» Goal
Reproduce only the lines from the one containing "If you could pick out the group" through the end of the records below, requests included. Scale every coordinate in the answers by 1.05 and round to whole numbers, with halves rounded up.

[Begin]

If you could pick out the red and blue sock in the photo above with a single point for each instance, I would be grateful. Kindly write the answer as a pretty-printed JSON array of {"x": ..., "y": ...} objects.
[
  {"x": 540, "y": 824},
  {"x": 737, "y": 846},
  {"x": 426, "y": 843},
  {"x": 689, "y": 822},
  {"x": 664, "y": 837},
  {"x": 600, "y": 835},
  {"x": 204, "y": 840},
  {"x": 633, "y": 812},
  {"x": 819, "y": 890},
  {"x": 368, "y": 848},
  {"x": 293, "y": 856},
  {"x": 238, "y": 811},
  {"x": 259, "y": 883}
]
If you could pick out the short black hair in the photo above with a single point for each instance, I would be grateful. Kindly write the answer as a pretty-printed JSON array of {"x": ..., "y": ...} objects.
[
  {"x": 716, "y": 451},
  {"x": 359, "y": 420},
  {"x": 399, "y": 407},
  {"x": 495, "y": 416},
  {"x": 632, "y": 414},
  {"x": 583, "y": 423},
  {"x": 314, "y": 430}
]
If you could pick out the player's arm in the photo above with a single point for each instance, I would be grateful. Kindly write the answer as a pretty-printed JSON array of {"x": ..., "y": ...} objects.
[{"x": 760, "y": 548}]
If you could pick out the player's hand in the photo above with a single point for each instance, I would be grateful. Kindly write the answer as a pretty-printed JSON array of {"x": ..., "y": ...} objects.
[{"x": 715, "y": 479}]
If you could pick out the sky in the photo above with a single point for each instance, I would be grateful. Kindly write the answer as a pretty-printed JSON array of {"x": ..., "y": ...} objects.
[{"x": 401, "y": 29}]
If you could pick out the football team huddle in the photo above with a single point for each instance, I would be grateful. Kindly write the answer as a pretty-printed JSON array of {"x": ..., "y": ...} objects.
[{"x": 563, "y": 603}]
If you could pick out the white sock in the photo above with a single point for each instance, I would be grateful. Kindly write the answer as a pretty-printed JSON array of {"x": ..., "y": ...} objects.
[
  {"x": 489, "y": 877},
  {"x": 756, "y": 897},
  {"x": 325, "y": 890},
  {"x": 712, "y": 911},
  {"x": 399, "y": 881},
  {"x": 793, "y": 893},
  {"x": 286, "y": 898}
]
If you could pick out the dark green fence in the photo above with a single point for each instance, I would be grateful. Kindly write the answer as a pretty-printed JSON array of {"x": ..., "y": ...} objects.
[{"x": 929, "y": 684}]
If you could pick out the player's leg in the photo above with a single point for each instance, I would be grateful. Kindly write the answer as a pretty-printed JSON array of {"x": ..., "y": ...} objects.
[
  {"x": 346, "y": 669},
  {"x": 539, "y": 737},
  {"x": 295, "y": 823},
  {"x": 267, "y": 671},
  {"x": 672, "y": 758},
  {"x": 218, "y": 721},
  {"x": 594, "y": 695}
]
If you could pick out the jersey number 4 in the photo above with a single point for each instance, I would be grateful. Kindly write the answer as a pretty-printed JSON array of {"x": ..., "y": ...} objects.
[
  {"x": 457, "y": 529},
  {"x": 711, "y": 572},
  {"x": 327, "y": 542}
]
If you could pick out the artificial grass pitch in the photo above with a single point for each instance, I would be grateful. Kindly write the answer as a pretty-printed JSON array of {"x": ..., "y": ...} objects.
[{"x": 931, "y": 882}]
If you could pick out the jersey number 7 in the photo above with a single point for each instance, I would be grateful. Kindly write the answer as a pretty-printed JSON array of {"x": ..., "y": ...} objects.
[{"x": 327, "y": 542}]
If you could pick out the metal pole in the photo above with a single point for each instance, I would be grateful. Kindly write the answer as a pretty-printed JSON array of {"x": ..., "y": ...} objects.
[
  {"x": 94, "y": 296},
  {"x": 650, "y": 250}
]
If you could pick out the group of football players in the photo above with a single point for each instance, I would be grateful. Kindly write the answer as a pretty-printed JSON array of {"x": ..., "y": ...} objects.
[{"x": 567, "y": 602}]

[End]

» Written response
If you could pick out the group of football players in the photo above with a single point for each instance, I would be grateful. Kindly write the answer as a pretty-printed JSON array of {"x": ..., "y": ...} objects.
[{"x": 595, "y": 632}]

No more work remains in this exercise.